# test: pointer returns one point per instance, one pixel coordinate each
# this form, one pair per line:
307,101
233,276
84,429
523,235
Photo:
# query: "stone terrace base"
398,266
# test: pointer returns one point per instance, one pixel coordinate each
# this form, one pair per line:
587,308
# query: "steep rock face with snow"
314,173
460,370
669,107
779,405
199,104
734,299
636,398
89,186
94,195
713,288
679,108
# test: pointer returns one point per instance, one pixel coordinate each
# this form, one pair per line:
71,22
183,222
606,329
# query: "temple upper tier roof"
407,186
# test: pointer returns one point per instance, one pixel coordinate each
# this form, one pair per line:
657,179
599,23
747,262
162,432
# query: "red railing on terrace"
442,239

==

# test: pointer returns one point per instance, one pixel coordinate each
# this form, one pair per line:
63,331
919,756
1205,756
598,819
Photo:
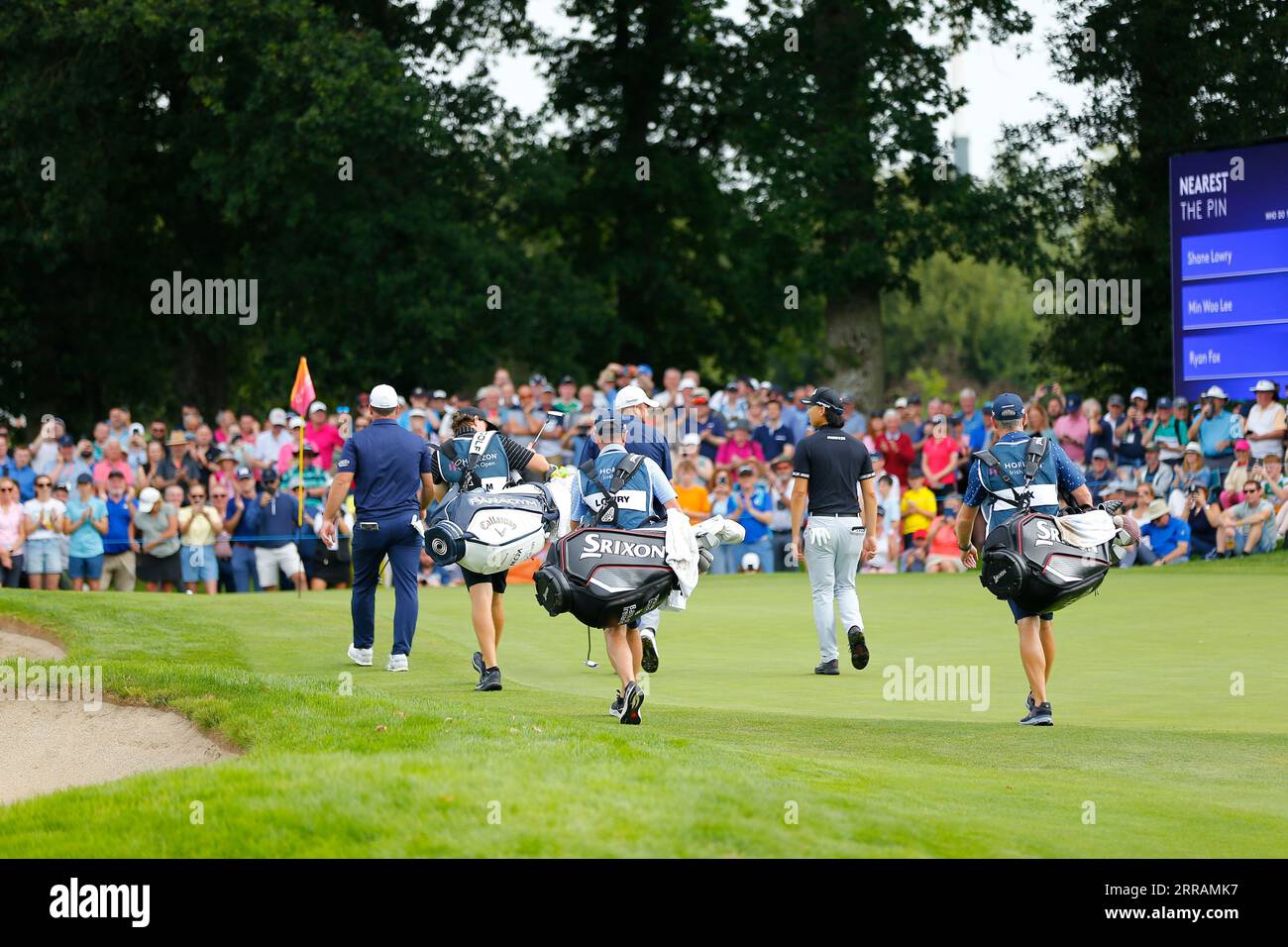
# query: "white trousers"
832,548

__WORK REQUIRED__: Count how many lines in the listing contain the string "terrace" with its case matched, and reply with only that number.

__COMPLETE RESPONSE__: 2